Point localization data
::::::::::

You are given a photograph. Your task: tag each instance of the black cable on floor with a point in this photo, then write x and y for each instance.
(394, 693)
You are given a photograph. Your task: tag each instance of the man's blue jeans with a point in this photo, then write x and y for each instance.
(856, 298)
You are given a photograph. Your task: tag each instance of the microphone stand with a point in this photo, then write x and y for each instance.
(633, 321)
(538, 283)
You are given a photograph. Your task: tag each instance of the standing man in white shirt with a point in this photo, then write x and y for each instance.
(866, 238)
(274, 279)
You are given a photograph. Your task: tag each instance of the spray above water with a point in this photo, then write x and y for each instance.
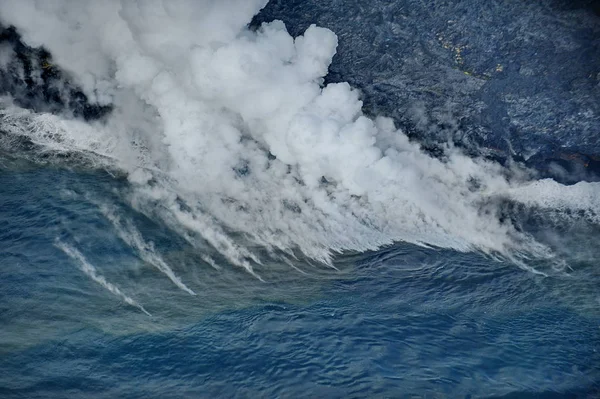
(229, 136)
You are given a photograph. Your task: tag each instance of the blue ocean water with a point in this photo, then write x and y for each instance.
(401, 322)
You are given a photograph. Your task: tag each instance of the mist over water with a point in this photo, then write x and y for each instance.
(230, 184)
(224, 130)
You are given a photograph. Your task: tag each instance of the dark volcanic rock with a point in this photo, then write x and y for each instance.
(29, 76)
(519, 78)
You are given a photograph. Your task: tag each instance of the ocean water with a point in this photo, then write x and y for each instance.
(403, 321)
(233, 226)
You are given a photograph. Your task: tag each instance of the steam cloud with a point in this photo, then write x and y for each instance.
(229, 136)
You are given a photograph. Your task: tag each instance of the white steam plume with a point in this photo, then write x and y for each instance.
(229, 135)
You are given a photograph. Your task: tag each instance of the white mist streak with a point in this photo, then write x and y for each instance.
(132, 237)
(229, 132)
(91, 272)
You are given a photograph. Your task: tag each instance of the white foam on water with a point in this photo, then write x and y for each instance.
(230, 138)
(91, 272)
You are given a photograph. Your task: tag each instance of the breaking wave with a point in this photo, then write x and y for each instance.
(230, 138)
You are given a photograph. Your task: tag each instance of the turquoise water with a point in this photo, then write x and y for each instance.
(404, 321)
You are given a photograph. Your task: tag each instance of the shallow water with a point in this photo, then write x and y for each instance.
(404, 321)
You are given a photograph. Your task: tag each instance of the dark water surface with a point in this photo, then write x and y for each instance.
(401, 322)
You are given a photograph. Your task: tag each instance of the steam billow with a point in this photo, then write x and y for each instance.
(230, 137)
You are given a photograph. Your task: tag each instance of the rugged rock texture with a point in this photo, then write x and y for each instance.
(520, 78)
(30, 78)
(515, 79)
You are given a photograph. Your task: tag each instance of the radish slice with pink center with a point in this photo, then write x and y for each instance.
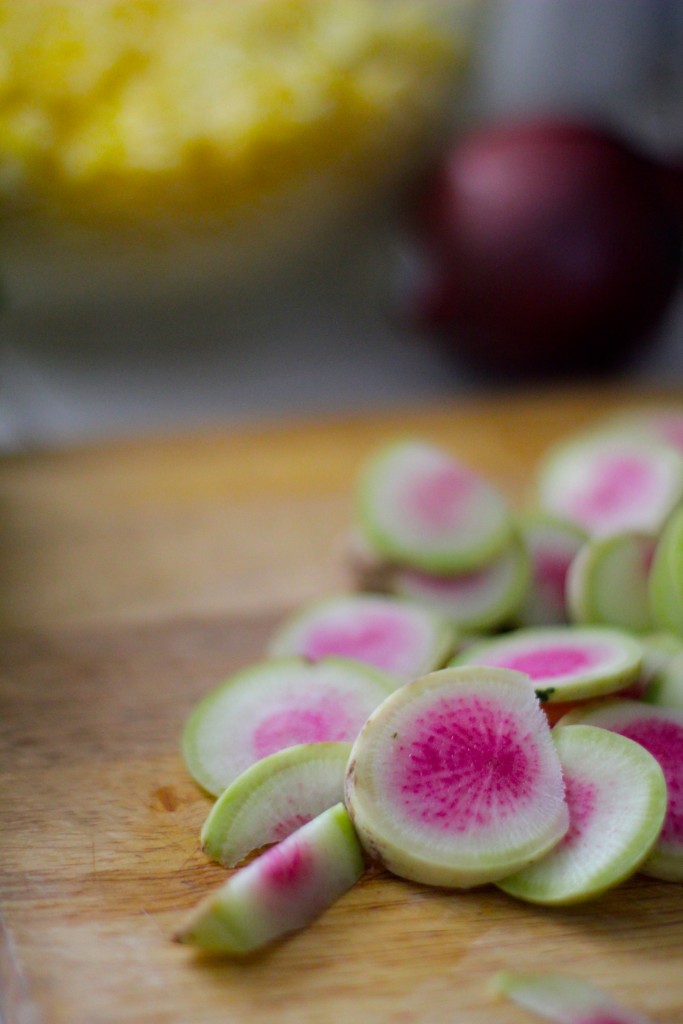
(390, 633)
(567, 663)
(273, 798)
(616, 796)
(611, 483)
(608, 582)
(563, 998)
(552, 544)
(282, 891)
(476, 600)
(659, 730)
(421, 507)
(455, 780)
(275, 705)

::::::::::

• WHAT NEEDS TO BE DONE: Only an exact copy of the records, free of images, belongs in the answer.

• YOUR RESPONSE:
You are given a photograph. Your task: tag each instance of the black cable on floor with a point in this photo, then write x and y for each instance.
(394, 693)
You are given a photograph. Your task: tag each instance of the man's blue jeans with a point in this photo, then write x and y for each instance.
(856, 298)
You are given a photograph. Your task: tag each instance of the microphone stand with a point in this photo, then write x and y for each instance.
(633, 321)
(538, 283)
You are given a photograph. Your task: tag each instance of the standing man in white shirt with a point in this photo, then write x and y for each instance.
(866, 238)
(274, 279)
You are given a photograph. Your task: tag each instance of the spray above water with a point in this photo, then write x and y for each instance.
(229, 136)
You are given a photograph. Your task: tag each instance of the blue ocean water with a point in this photo, then write x and y for each instance.
(401, 322)
You are given a photograph. Your task: tag each instance of the mist over water with a point in this photo, then write x and y for each instance.
(230, 184)
(224, 130)
You are given a photograph. Your task: tag each instance of the dark volcanic rock with a point in this photo, then write x and y for each instance.
(29, 76)
(519, 78)
You are given a photograph. Your task: tag each instance of the ocean water with a point in this photo, then write x and y for each instance.
(403, 321)
(233, 226)
You are given a photograph. Your task: tag each instance of the steam cloud with a point in this photo, then write x and y for each instance.
(229, 136)
You are given a photograph. Your task: tag each instance of the white steam plume with a point in this photo, then write x and y for each instance.
(229, 135)
You are given a photograph. Your task: tag each instance of the white mist streak with a point in this photo, then write x and y for each instance.
(132, 237)
(229, 132)
(91, 272)
You are given a photograph. Your task: tag each instance of the white foam on water with a point in this photo, then write x and y for each instance.
(230, 138)
(91, 272)
You are given a photograph. Your task: tag each instance of the breaking wave with a point in this photo, then write x and y for each instance.
(230, 138)
You are given a photograph. Your task: tag each instance of the turquoise water with a point in this photo, then write x and y for each instance.
(404, 321)
You are given a photograph. Your task: tag each instance of the shallow water with a point in this photo, then write x and y for each instance.
(404, 321)
You are given a photograph. Your task: tag each instance of the dark water surface with a point in this photo, then write x and y for each instance.
(401, 322)
You are given a photograph. Your task: tag each instance of the steam billow with a point in this photo, then write x and y for each instance.
(230, 137)
You are given a photograph. Your task: tag each instance of the rugged rock texture with a point in this photo, then write x and y for each instance.
(520, 78)
(30, 78)
(515, 79)
You are given a photograph. Your task: tag each instance of the radish slice with pink center with a point in this photo, then write x and y for each instance.
(390, 633)
(567, 663)
(273, 798)
(616, 796)
(611, 483)
(608, 582)
(563, 998)
(552, 544)
(282, 891)
(476, 600)
(659, 730)
(421, 507)
(455, 780)
(275, 705)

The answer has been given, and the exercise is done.